TASK PROMPT: Rewrite the Mark 16:9-20 text from "(2) Codex Vaticanus." to "Mark after 16:8.", changing "copyist" to "scribe".

SOURCE DOCUMENT:
The textual apparatus of the fourth edition of the United Bible Societies' Greek New Testament has a variety of shortcomings in its representation of the evidence that testifies for the omission of Mark 16:9-20.
Fourteen witnesses are listed as testifying for the omission of verses 9-20:
(1) Codex Sinaiticus. The apparatus gives no indication that Mark 16:9-20 is on a replacement-page.
(2) Codex Vaticanus. The apparatus gives no indication that the copyist, abandoning his usual custom of starting a book in the column that immediately follows the end of the preceding book, deliberately placed a blank column between the column in which Mark 16:8 ends and the column in which Luke 1:1 begins.
(3) 304. The apparatus gives no indication that there is a high probability that this is simply a damaged manuscript. Dr. Maurice Robinson has seen a microfilm of 304, and among the things he observed is that 304 does not feature the closing title of Mark after 16:8.

Lines from a data collection
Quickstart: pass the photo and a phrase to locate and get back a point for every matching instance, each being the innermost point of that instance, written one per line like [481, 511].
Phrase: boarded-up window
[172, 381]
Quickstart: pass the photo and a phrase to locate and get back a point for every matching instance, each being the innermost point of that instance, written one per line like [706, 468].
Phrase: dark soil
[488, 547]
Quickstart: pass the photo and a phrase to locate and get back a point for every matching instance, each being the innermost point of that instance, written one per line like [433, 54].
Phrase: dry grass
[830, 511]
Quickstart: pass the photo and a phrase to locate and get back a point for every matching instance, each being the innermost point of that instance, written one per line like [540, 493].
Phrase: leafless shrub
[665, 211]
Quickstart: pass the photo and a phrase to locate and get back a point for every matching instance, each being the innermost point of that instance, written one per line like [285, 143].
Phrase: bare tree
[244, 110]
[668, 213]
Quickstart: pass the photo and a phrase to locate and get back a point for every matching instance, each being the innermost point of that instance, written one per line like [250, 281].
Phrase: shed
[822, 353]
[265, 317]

FINISHED ANSWER:
(2) Codex Vaticanus. The apparatus gives no indication that the scribe, abandoning his usual custom of starting a book in the column that immediately follows the end of the preceding book, deliberately placed a blank column between the column in which Mark 16:8 ends and the column in which Luke 1:1 begins.
(3) 304. The apparatus gives no indication that there is a high probability that this is simply a damaged manuscript. Dr. Maurice Robinson has seen a microfilm of 304, and among the things he observed is that 304 does not feature the closing title of Mark after 16:8.